** start Input data **

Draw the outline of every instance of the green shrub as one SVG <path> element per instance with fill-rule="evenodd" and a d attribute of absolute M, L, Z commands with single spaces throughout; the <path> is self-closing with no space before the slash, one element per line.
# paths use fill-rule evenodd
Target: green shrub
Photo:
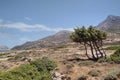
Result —
<path fill-rule="evenodd" d="M 51 80 L 51 71 L 55 67 L 55 62 L 48 58 L 37 59 L 11 71 L 1 72 L 0 80 Z"/>
<path fill-rule="evenodd" d="M 93 70 L 91 70 L 90 72 L 88 72 L 88 74 L 89 74 L 90 76 L 97 77 L 97 76 L 100 75 L 100 71 L 99 71 L 99 70 L 96 70 L 96 69 L 93 69 Z"/>
<path fill-rule="evenodd" d="M 107 75 L 105 76 L 104 80 L 117 80 L 116 76 L 113 75 Z"/>
<path fill-rule="evenodd" d="M 109 46 L 107 48 L 104 48 L 104 50 L 117 50 L 119 48 L 120 48 L 120 46 Z"/>
<path fill-rule="evenodd" d="M 120 48 L 117 49 L 114 54 L 110 55 L 110 60 L 115 63 L 120 63 Z"/>
<path fill-rule="evenodd" d="M 88 76 L 82 75 L 78 80 L 87 80 Z"/>

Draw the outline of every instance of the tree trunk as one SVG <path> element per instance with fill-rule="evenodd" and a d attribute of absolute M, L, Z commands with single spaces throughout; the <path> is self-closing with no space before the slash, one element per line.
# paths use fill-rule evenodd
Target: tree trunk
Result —
<path fill-rule="evenodd" d="M 97 42 L 95 42 L 95 46 L 96 46 L 97 50 L 99 51 L 99 53 L 101 54 L 101 57 L 103 57 L 103 53 L 101 52 Z"/>
<path fill-rule="evenodd" d="M 89 55 L 87 53 L 87 46 L 86 46 L 86 44 L 84 44 L 84 46 L 85 46 L 86 56 L 88 57 L 88 59 L 90 59 L 90 57 L 89 57 Z"/>
<path fill-rule="evenodd" d="M 96 56 L 97 56 L 97 59 L 98 59 L 99 57 L 98 57 L 98 53 L 97 53 L 97 48 L 96 48 L 96 46 L 95 46 L 95 43 L 94 43 L 94 42 L 93 42 L 93 47 L 94 47 L 94 49 L 95 49 Z"/>
<path fill-rule="evenodd" d="M 93 46 L 92 46 L 92 43 L 91 43 L 91 42 L 90 42 L 90 48 L 91 48 L 92 57 L 93 57 L 93 59 L 95 60 L 96 57 L 95 57 L 95 55 L 94 55 Z"/>

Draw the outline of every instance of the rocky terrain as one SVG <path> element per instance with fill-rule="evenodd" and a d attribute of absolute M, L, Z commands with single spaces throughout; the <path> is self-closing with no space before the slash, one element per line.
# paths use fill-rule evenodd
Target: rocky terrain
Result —
<path fill-rule="evenodd" d="M 115 28 L 111 34 L 118 33 L 120 29 L 118 16 L 108 16 L 105 21 L 100 23 L 96 28 L 104 29 L 111 33 L 111 29 Z M 115 26 L 116 27 L 113 27 Z M 117 74 L 120 79 L 120 65 L 114 62 L 107 62 L 104 59 L 98 61 L 89 60 L 85 55 L 84 46 L 74 43 L 70 40 L 70 31 L 60 31 L 55 35 L 48 36 L 33 42 L 26 42 L 23 45 L 15 46 L 10 52 L 0 52 L 0 72 L 9 71 L 22 64 L 30 63 L 38 58 L 48 57 L 57 64 L 57 68 L 53 72 L 52 80 L 111 80 L 105 78 L 113 78 Z M 113 38 L 109 37 L 110 39 Z M 116 38 L 116 37 L 114 37 Z M 109 44 L 104 41 L 103 47 L 120 45 L 120 41 Z M 105 50 L 107 57 L 115 52 L 114 49 Z M 88 47 L 88 55 L 91 55 Z"/>
<path fill-rule="evenodd" d="M 7 46 L 0 46 L 0 50 L 9 50 Z"/>
<path fill-rule="evenodd" d="M 106 50 L 107 56 L 115 50 Z M 88 50 L 89 56 L 91 55 Z M 48 57 L 57 64 L 53 80 L 103 80 L 109 74 L 119 71 L 120 65 L 114 63 L 94 62 L 88 60 L 82 45 L 76 43 L 64 44 L 61 47 L 49 47 L 39 50 L 20 50 L 0 53 L 0 71 L 7 71 L 38 58 Z"/>
<path fill-rule="evenodd" d="M 110 33 L 120 33 L 120 16 L 109 15 L 96 28 Z"/>

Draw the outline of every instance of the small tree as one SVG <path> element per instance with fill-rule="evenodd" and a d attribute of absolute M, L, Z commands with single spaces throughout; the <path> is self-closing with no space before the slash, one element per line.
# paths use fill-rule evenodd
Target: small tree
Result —
<path fill-rule="evenodd" d="M 103 40 L 106 39 L 107 34 L 103 31 L 96 30 L 92 26 L 86 29 L 84 26 L 82 28 L 76 28 L 75 31 L 72 33 L 70 38 L 77 43 L 83 44 L 85 46 L 86 55 L 88 58 L 87 53 L 87 46 L 90 46 L 92 59 L 96 60 L 99 58 L 98 53 L 101 54 L 101 57 L 106 56 L 104 51 L 102 52 L 102 45 Z M 94 50 L 96 55 L 94 54 Z M 104 54 L 104 55 L 103 55 Z M 91 58 L 90 58 L 91 59 Z"/>

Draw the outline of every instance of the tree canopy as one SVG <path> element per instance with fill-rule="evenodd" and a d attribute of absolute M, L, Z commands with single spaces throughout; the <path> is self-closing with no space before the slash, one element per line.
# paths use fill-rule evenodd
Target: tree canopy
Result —
<path fill-rule="evenodd" d="M 89 28 L 85 28 L 82 26 L 81 28 L 74 29 L 74 32 L 70 36 L 70 38 L 77 43 L 83 44 L 85 46 L 86 55 L 88 58 L 89 55 L 87 54 L 87 46 L 90 47 L 92 58 L 97 60 L 100 57 L 106 56 L 104 51 L 102 50 L 103 40 L 105 40 L 107 34 L 103 31 L 96 30 L 93 26 L 89 26 Z M 101 54 L 101 56 L 98 56 Z"/>

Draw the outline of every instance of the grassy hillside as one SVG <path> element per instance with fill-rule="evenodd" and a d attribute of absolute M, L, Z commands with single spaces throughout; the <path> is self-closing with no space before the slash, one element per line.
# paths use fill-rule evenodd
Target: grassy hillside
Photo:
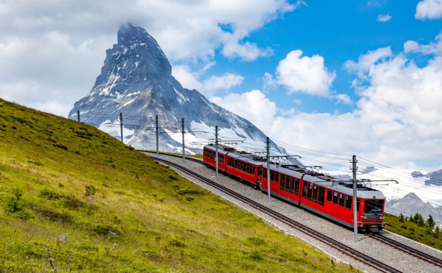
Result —
<path fill-rule="evenodd" d="M 419 225 L 388 214 L 385 214 L 386 230 L 437 249 L 442 250 L 442 233 L 429 228 L 426 223 Z"/>
<path fill-rule="evenodd" d="M 0 230 L 0 272 L 355 271 L 92 127 L 2 100 Z"/>

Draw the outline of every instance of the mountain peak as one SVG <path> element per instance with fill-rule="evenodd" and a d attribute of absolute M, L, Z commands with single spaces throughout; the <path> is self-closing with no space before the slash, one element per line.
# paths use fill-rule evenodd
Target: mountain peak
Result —
<path fill-rule="evenodd" d="M 129 23 L 124 24 L 120 26 L 117 37 L 119 44 L 130 43 L 134 40 L 139 40 L 143 39 L 144 37 L 153 39 L 155 43 L 157 42 L 155 39 L 149 35 L 145 29 L 141 27 L 135 26 Z"/>
<path fill-rule="evenodd" d="M 122 25 L 117 44 L 106 53 L 101 74 L 89 94 L 75 103 L 69 113 L 71 118 L 77 118 L 80 111 L 81 121 L 119 139 L 121 131 L 114 125 L 120 124 L 121 113 L 123 141 L 140 149 L 156 148 L 155 132 L 151 130 L 156 115 L 159 131 L 166 133 L 159 137 L 161 151 L 182 152 L 182 129 L 176 125 L 182 119 L 184 130 L 192 135 L 186 137 L 193 139 L 185 142 L 188 153 L 201 153 L 202 143 L 213 137 L 216 126 L 223 129 L 230 139 L 247 139 L 247 146 L 262 145 L 266 136 L 253 124 L 196 90 L 183 88 L 172 76 L 172 67 L 157 41 L 142 27 Z M 201 132 L 206 135 L 202 136 Z M 272 145 L 282 153 L 276 144 Z"/>

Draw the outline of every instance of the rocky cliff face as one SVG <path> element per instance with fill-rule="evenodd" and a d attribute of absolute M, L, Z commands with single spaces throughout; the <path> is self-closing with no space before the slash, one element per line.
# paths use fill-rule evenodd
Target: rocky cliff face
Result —
<path fill-rule="evenodd" d="M 253 124 L 181 86 L 157 41 L 143 28 L 121 26 L 117 44 L 106 53 L 101 74 L 89 94 L 75 104 L 70 118 L 76 119 L 80 111 L 82 122 L 119 138 L 122 113 L 124 141 L 137 149 L 156 149 L 158 115 L 160 151 L 182 152 L 183 118 L 188 153 L 200 153 L 205 142 L 215 138 L 216 126 L 220 136 L 223 133 L 222 140 L 246 139 L 248 147 L 264 150 L 266 136 Z M 272 147 L 284 152 L 273 143 Z"/>

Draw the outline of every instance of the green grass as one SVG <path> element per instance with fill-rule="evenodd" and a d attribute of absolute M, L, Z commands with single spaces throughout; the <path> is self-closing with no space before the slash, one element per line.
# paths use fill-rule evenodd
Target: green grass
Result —
<path fill-rule="evenodd" d="M 93 127 L 2 100 L 0 230 L 0 272 L 356 271 Z"/>
<path fill-rule="evenodd" d="M 400 221 L 399 217 L 385 214 L 385 229 L 437 249 L 442 250 L 442 234 L 437 234 L 428 227 L 420 226 L 408 220 Z"/>

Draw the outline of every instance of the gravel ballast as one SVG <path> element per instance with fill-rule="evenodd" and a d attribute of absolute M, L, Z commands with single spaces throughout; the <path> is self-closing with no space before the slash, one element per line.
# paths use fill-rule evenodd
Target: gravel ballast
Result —
<path fill-rule="evenodd" d="M 156 155 L 147 154 L 148 155 L 156 156 Z M 442 272 L 441 268 L 425 262 L 419 258 L 413 257 L 403 251 L 398 250 L 385 244 L 382 244 L 377 240 L 372 239 L 362 234 L 358 234 L 358 242 L 354 241 L 354 233 L 352 230 L 343 227 L 334 222 L 318 217 L 316 215 L 304 211 L 296 206 L 272 196 L 270 203 L 268 202 L 267 193 L 254 189 L 249 184 L 240 182 L 238 180 L 231 178 L 229 176 L 220 173 L 218 178 L 215 178 L 215 170 L 197 163 L 186 160 L 183 164 L 182 158 L 175 158 L 160 155 L 160 158 L 168 160 L 174 163 L 184 165 L 199 174 L 230 189 L 248 197 L 259 203 L 266 205 L 269 208 L 277 211 L 291 219 L 299 221 L 308 227 L 319 231 L 323 234 L 332 237 L 342 243 L 345 244 L 364 254 L 368 255 L 377 260 L 387 264 L 397 270 L 405 273 L 438 273 Z M 256 216 L 262 218 L 277 228 L 284 231 L 289 236 L 295 237 L 310 244 L 320 251 L 329 255 L 331 258 L 339 262 L 350 264 L 361 270 L 367 272 L 377 272 L 376 269 L 355 260 L 340 251 L 328 246 L 311 237 L 304 234 L 294 228 L 285 225 L 276 220 L 263 213 L 255 210 L 243 202 L 224 194 L 223 192 L 207 185 L 205 183 L 186 174 L 179 170 L 175 170 L 180 175 L 194 183 L 212 191 L 214 193 L 229 200 L 232 203 L 240 206 Z M 428 253 L 432 256 L 442 259 L 442 251 L 421 244 L 410 240 L 394 234 L 383 231 L 382 234 L 389 238 L 394 238 L 395 241 L 405 244 L 414 248 Z"/>

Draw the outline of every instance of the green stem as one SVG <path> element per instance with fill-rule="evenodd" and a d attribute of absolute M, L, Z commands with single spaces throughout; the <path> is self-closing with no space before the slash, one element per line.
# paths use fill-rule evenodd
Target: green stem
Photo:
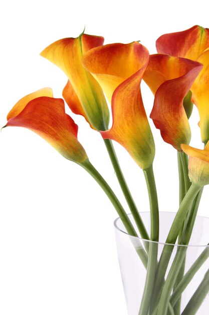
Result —
<path fill-rule="evenodd" d="M 86 160 L 84 163 L 81 165 L 81 166 L 86 171 L 87 171 L 90 174 L 90 175 L 91 175 L 91 176 L 92 176 L 92 177 L 104 190 L 104 192 L 106 193 L 117 212 L 118 215 L 120 217 L 125 228 L 126 229 L 127 233 L 130 235 L 138 237 L 137 233 L 130 221 L 129 218 L 128 217 L 126 212 L 123 209 L 122 206 L 114 193 L 113 191 L 112 190 L 111 188 L 102 176 L 99 174 L 97 170 L 96 170 L 88 160 Z M 143 247 L 141 246 L 141 248 L 140 249 L 138 248 L 137 249 L 137 252 L 144 267 L 147 268 L 148 258 L 145 251 L 143 248 Z"/>
<path fill-rule="evenodd" d="M 209 291 L 209 270 L 189 300 L 181 315 L 195 315 Z"/>
<path fill-rule="evenodd" d="M 185 191 L 188 191 L 191 186 L 191 182 L 188 175 L 188 156 L 184 152 L 179 152 L 179 154 L 181 160 L 182 168 L 184 178 Z"/>
<path fill-rule="evenodd" d="M 159 209 L 157 190 L 154 179 L 152 165 L 143 170 L 147 185 L 150 207 L 151 241 L 159 241 Z"/>
<path fill-rule="evenodd" d="M 179 205 L 184 198 L 186 192 L 185 190 L 184 177 L 181 163 L 181 158 L 180 152 L 177 151 L 177 158 L 178 161 L 178 178 L 179 181 Z"/>
<path fill-rule="evenodd" d="M 157 242 L 159 240 L 159 210 L 155 181 L 152 166 L 144 170 L 150 206 L 151 240 L 149 244 L 147 271 L 145 284 L 141 302 L 139 315 L 147 315 L 154 286 L 157 264 Z"/>
<path fill-rule="evenodd" d="M 122 172 L 112 142 L 111 140 L 109 139 L 104 139 L 104 141 L 108 152 L 114 170 L 115 172 L 117 178 L 118 180 L 120 187 L 128 205 L 131 214 L 133 215 L 133 217 L 136 222 L 136 226 L 139 231 L 141 237 L 142 239 L 149 240 L 149 235 L 146 231 L 142 219 L 139 214 L 136 204 L 132 196 L 131 196 L 131 193 L 130 192 L 129 189 Z M 148 242 L 146 242 L 146 243 L 148 244 Z"/>
<path fill-rule="evenodd" d="M 182 152 L 177 151 L 177 160 L 178 160 L 178 174 L 179 179 L 179 204 L 181 204 L 183 199 L 189 187 L 190 186 L 191 183 L 188 177 L 188 157 L 186 154 Z M 183 233 L 184 227 L 186 226 L 187 223 L 187 217 L 186 218 L 184 221 L 184 224 L 182 225 L 180 230 L 178 238 L 178 244 L 181 244 L 181 240 L 182 235 Z M 182 262 L 181 267 L 180 268 L 179 271 L 177 274 L 176 280 L 173 285 L 173 289 L 178 285 L 178 284 L 181 281 L 183 275 L 184 274 L 185 269 L 185 258 Z M 180 315 L 180 306 L 181 306 L 181 296 L 179 297 L 179 299 L 175 305 L 174 310 L 175 312 L 175 315 Z"/>
<path fill-rule="evenodd" d="M 152 310 L 153 307 L 156 307 L 159 300 L 165 273 L 173 250 L 174 245 L 172 246 L 171 244 L 175 244 L 182 222 L 187 215 L 190 205 L 194 200 L 200 189 L 201 187 L 196 185 L 194 184 L 191 185 L 183 199 L 173 220 L 165 241 L 166 244 L 162 251 L 157 269 L 153 299 L 154 305 L 152 306 Z M 159 314 L 159 313 L 158 313 Z M 162 315 L 162 314 L 161 313 L 160 315 Z"/>
<path fill-rule="evenodd" d="M 207 244 L 207 247 L 203 250 L 202 253 L 199 255 L 199 257 L 196 259 L 191 267 L 189 268 L 186 273 L 184 275 L 181 279 L 181 281 L 178 283 L 177 286 L 172 293 L 170 302 L 172 306 L 174 306 L 181 293 L 184 291 L 188 284 L 193 279 L 201 266 L 209 258 L 209 244 Z"/>

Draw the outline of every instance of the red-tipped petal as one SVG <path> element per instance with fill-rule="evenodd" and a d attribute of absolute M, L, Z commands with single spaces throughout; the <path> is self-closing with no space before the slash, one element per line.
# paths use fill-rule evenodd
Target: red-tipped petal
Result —
<path fill-rule="evenodd" d="M 209 47 L 209 30 L 195 25 L 182 32 L 165 34 L 156 42 L 157 52 L 195 60 Z"/>
<path fill-rule="evenodd" d="M 63 100 L 42 97 L 32 100 L 6 126 L 24 127 L 45 139 L 66 159 L 78 163 L 87 159 L 77 138 L 78 127 L 65 113 Z"/>
<path fill-rule="evenodd" d="M 9 113 L 7 115 L 8 120 L 20 114 L 30 101 L 41 96 L 53 97 L 52 90 L 50 88 L 45 88 L 24 96 L 16 104 Z"/>
<path fill-rule="evenodd" d="M 155 54 L 150 56 L 143 76 L 155 94 L 150 118 L 163 140 L 178 150 L 191 137 L 183 99 L 202 67 L 189 59 Z"/>
<path fill-rule="evenodd" d="M 100 87 L 81 64 L 83 54 L 103 44 L 104 38 L 81 34 L 77 38 L 64 38 L 45 48 L 41 55 L 59 66 L 66 73 L 79 103 L 77 111 L 82 113 L 91 125 L 97 130 L 105 130 L 109 124 L 109 109 Z M 74 96 L 73 96 L 73 98 Z M 65 98 L 70 99 L 71 95 Z"/>
<path fill-rule="evenodd" d="M 143 169 L 152 164 L 155 152 L 140 88 L 148 60 L 147 50 L 137 42 L 94 48 L 83 58 L 84 66 L 112 99 L 113 125 L 101 132 L 102 136 L 122 144 Z"/>

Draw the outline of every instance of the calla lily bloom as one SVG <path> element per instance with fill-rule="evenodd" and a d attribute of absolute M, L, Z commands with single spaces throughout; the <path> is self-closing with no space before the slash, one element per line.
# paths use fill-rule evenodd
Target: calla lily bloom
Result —
<path fill-rule="evenodd" d="M 150 56 L 143 75 L 155 95 L 150 118 L 164 141 L 179 151 L 191 138 L 183 100 L 202 67 L 196 61 L 157 54 Z"/>
<path fill-rule="evenodd" d="M 44 91 L 51 97 L 40 97 Z M 88 157 L 77 140 L 78 126 L 65 113 L 64 101 L 52 97 L 52 91 L 48 88 L 25 97 L 10 112 L 5 127 L 27 128 L 42 137 L 66 159 L 82 164 Z"/>
<path fill-rule="evenodd" d="M 190 181 L 199 186 L 209 184 L 209 141 L 203 150 L 181 144 L 183 151 L 189 155 L 188 176 Z"/>
<path fill-rule="evenodd" d="M 158 52 L 188 58 L 203 65 L 191 91 L 192 101 L 199 111 L 202 141 L 206 143 L 209 140 L 209 29 L 196 25 L 186 31 L 162 35 L 156 41 L 156 47 Z"/>
<path fill-rule="evenodd" d="M 84 69 L 81 59 L 85 52 L 103 45 L 103 37 L 82 34 L 76 38 L 58 40 L 41 53 L 68 77 L 63 95 L 72 111 L 83 115 L 91 126 L 98 130 L 107 129 L 109 109 L 101 87 Z"/>
<path fill-rule="evenodd" d="M 193 60 L 209 47 L 209 29 L 198 25 L 188 30 L 165 34 L 156 42 L 157 52 Z"/>
<path fill-rule="evenodd" d="M 191 88 L 192 101 L 197 107 L 202 141 L 206 144 L 209 140 L 209 49 L 197 58 L 203 65 L 202 70 Z"/>
<path fill-rule="evenodd" d="M 140 91 L 148 51 L 137 42 L 112 44 L 89 50 L 82 60 L 112 104 L 112 127 L 101 132 L 103 137 L 117 141 L 142 169 L 149 168 L 154 143 Z"/>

** end Input data **

◆ What to work on ◆
Count how many lines in the rows above contain the string "face", with case counting, and give only that number.

◆ Written reply ◆
2